| To do |
Transcribe the entries below exactly as they appear.

##### Data

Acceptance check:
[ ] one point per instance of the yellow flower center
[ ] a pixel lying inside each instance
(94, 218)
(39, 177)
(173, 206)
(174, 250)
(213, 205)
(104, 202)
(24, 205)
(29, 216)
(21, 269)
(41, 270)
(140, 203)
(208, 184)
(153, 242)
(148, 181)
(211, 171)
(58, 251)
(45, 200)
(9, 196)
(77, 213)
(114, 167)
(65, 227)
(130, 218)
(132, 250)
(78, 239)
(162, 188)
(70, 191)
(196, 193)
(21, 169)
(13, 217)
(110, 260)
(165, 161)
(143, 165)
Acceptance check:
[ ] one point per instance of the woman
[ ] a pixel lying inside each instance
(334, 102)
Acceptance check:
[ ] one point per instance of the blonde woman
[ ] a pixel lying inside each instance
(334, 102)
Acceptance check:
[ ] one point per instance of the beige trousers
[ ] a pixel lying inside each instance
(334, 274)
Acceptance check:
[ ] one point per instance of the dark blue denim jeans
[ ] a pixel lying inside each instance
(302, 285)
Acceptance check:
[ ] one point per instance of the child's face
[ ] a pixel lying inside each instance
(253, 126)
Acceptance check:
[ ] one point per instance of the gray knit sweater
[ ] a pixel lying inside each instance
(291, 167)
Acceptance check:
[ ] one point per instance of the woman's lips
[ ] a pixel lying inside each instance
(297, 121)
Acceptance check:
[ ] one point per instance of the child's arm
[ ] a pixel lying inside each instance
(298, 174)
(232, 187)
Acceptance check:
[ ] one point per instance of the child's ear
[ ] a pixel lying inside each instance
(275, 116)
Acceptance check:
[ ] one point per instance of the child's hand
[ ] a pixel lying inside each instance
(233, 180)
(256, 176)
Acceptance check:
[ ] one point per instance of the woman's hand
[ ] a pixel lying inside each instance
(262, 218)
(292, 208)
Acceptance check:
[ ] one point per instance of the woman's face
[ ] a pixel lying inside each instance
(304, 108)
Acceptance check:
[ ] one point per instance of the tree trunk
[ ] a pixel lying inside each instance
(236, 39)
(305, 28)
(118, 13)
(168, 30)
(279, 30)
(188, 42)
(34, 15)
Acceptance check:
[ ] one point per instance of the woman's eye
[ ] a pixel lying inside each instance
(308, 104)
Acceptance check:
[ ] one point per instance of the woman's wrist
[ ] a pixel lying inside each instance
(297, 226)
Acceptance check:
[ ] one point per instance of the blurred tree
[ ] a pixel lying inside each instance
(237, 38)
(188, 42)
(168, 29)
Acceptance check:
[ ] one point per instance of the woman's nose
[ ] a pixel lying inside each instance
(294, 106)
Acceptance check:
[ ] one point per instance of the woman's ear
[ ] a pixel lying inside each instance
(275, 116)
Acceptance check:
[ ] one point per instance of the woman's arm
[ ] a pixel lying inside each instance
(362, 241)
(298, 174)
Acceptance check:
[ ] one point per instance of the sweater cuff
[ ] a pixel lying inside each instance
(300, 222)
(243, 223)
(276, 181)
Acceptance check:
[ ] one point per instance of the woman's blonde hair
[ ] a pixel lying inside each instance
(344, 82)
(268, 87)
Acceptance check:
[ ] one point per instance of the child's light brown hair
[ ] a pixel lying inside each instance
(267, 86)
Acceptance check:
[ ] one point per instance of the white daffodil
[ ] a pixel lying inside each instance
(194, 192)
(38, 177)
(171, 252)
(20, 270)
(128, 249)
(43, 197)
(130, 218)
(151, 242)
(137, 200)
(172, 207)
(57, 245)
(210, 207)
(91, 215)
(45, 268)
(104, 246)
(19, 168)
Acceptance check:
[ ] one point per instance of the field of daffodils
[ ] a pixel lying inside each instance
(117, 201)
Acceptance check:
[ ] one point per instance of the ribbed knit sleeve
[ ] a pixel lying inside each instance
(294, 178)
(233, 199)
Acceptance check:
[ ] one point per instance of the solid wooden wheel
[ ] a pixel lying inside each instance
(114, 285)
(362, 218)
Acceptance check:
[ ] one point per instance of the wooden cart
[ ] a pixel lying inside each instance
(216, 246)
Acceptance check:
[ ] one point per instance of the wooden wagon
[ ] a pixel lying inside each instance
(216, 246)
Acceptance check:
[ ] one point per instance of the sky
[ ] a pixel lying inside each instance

##########

| Task response |
Acceptance check:
[ ] one point per instance of the yellow flower center
[ ] a pixel lying inside each instance
(94, 218)
(39, 177)
(173, 206)
(174, 250)
(213, 205)
(104, 202)
(24, 205)
(29, 216)
(21, 269)
(41, 270)
(140, 203)
(208, 184)
(153, 242)
(148, 181)
(211, 171)
(58, 251)
(45, 200)
(9, 196)
(77, 213)
(114, 167)
(65, 227)
(130, 218)
(132, 250)
(78, 239)
(162, 188)
(70, 191)
(196, 193)
(21, 169)
(13, 217)
(110, 260)
(165, 161)
(143, 165)
Acceptance check:
[ ] one point per instance of the woman
[ ] a pixel lying inside each instance
(334, 102)
Acceptance check:
[ ] one point per instance of the blonde woman
[ ] a pixel lying inside each instance
(334, 102)
Acceptance check:
[ ] one point per instance of the beige trousers
[ ] a pixel lying inside each instance
(334, 274)
Acceptance check:
[ ] one point per instance of the dark blue denim jeans
[ ] a pixel lying inside each instance
(302, 285)
Acceptance check:
[ ] one point per instance of the child's face
[ ] a pixel lying inside each instance
(253, 126)
Acceptance check:
[ ] one point per instance of the gray knit sweater
[ ] a pixel lying inside each instance
(291, 167)
Acceptance check:
[ ] one point per instance of the woman's lips
[ ] a pixel lying inside each instance
(297, 121)
Acceptance check:
[ ] one point per instance of the child's arm
[ ] a pixel lying inside each instance
(298, 174)
(232, 187)
Acceptance check:
[ ] one point per instance of the child's ear
[ ] a pixel lying inside each instance
(275, 116)
Acceptance check:
[ ] one point per instance of the child's hand
[ ] a pixel lying inside each instance
(233, 180)
(256, 176)
Acceptance check:
[ ] one point per instance of the woman's hand
[ ] a pixel lying inside each instance
(262, 218)
(292, 208)
Acceptance check:
[ ] one point per instance of the woman's face
[ ] a pixel lying inside each instance
(304, 108)
Acceptance check:
[ ] one point per instance of the tree trunk
[ ] a pixel lying inside each instance
(236, 39)
(305, 28)
(118, 13)
(168, 30)
(279, 30)
(188, 42)
(34, 15)
Acceptance check:
[ ] one point per instance of the woman's eye
[ ] a pixel lying inside each instance
(308, 104)
Acceptance check:
[ ] one point per instance of the woman's wrist
[ ] a pixel lying inside each instance
(297, 226)
Acceptance check:
[ ] one point per instance of the blurred tree
[ ] a pixel lying inside each instance
(237, 38)
(188, 42)
(168, 29)
Acceptance check:
[ ] one point per instance of the woman's nose
[ ] a pixel lying inside each instance
(294, 106)
Acceptance check:
[ ] one point per instance of the woman's ear
[ ] a pixel lying inside each instance
(275, 116)
Acceptance check:
[ ] one point per instance of the woman's arm
[ ] a pixel lying inside each instance
(362, 241)
(298, 174)
Acceptance check:
[ ] one point per instance of the sweater cuff
[ ] a pixel lying inside each instance
(300, 222)
(243, 223)
(276, 181)
Acceptance check:
[ ] one point per instance of the woman's blonde hair
[ ] a pixel lying inside each instance
(344, 82)
(268, 87)
Acceptance check:
[ ] one point per instance of the child's light brown hair
[ ] a pixel lying inside each instance
(267, 86)
Acceptance check:
[ ] one point per instance of the white daffodil
[ ] a pixel lying inside each instance
(194, 192)
(38, 177)
(171, 252)
(20, 270)
(128, 249)
(43, 197)
(130, 218)
(151, 242)
(137, 200)
(172, 207)
(57, 245)
(210, 207)
(91, 215)
(45, 268)
(104, 246)
(19, 168)
Acceptance check:
[ ] one point per instance of the field of daffodils
[ ] a pixel lying inside each instance
(117, 201)
Acceptance check:
[ ] one point per instance of the ribbed knit sleeve
[ ] a pixel lying inside each instance
(294, 178)
(233, 199)
Acceptance check:
[ ] one point per instance of the solid wooden wheel
[ ] a pixel lying inside each instance
(114, 285)
(362, 218)
Acceptance check:
[ ] one point per instance of the wooden cart
[ ] a pixel lying inside each instance
(216, 246)
Acceptance check:
[ ] one point per instance of the wooden wagon
[ ] a pixel lying inside each instance
(216, 246)
Acceptance check:
[ ] one point per instance of the sky
[ ] a pixel lying inside each instance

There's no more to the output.